Page:
======
Video codec
|
A video codec is a device or software module that enables the use of compression for digital video. The compression usually employs lossy data compression. Historically, video was stored as an analog signal on magnetic tape. Around the time when the compact disc entered the market as a digital-format replacement for analog audio, it became feasible to also begin storing and using video in digital form, and a variety of such technologies began to emerge.
Audio and video call for customized methods of compression. Engineers and mathematicians have tried a number of solutions for tackling this problem.
There is a complex balance between the quality of the video, the quantity of the data needed to represent it (also known as the bit rate), the complexity of the encoding and decoding algorithms, robustness to data losses and errors, ease of editing, random access, the state of the art of compression algorithm design, end-to-end delay, and a number of other factors.
Applications
In daily life, digital video codecs are found in DVD (MPEG-2), VCD (MPEG-1), in emerging satellite and terrestrial broadcast systems, and on the Internet. Online video material is encoded in a variety of codecs, and this has lead to the availability of codec packs - a pre-assembled set of commonly used codecs combined with an installer available as a software package for PCs.
======
Information shown:
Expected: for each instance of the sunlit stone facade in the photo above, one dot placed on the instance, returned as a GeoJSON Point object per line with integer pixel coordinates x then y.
======
Directives:
**a)** Rewrite the part of the passage on video codecs that opens with the words "Applications" and closes with "package for PCs.", putting "codec bundles" in place of "codec packs".
**b)** Continue the passage on video codecs from the point where it stops.

Task answers:
**a)**
Applications
In daily life, digital video codecs are found in DVD (MPEG-2), VCD (MPEG-1), in emerging satellite and terrestrial broadcast systems, and on the Internet. Online video material is encoded in a variety of codecs, and this has lead to the availability of codec bundles - a pre-assembled set of commonly used codecs combined with an installer available as a software package for PCs.

**b)**
Encoding media by the customers themselves has seen an upsurge with the availability of DVD-writers. Since commercially available DVDs are usually bigger in size (dual-layer) and dual-layer DVD-writers are not as common, so often the material has to be compressed again, sacrificing quality so the media will fit on a single disc.
Video codec design
A typical digital video codec design starts with conversion of camera-input video from RGB color format to YCbCr color format, and often also chroma subsampling to produce a 4:2:0 (or sometimes 4:2:2 in the case of interlaced video) sampling grid pattern. The conversion to YCbCr provides two benefits: 1) it improves compressibility by providing decorrelation of the color signals; and 2) it separates the luma signal, which is perceptually much more important, from the chroma signal, which is less perceptually important and which can be represented at lower resolution (hence the 4:2:0 or 4:2:2 sampling grid use).
Some amount of spatial and temporal downsampling may also be used to reduce the raw data rate before the basic encoding process.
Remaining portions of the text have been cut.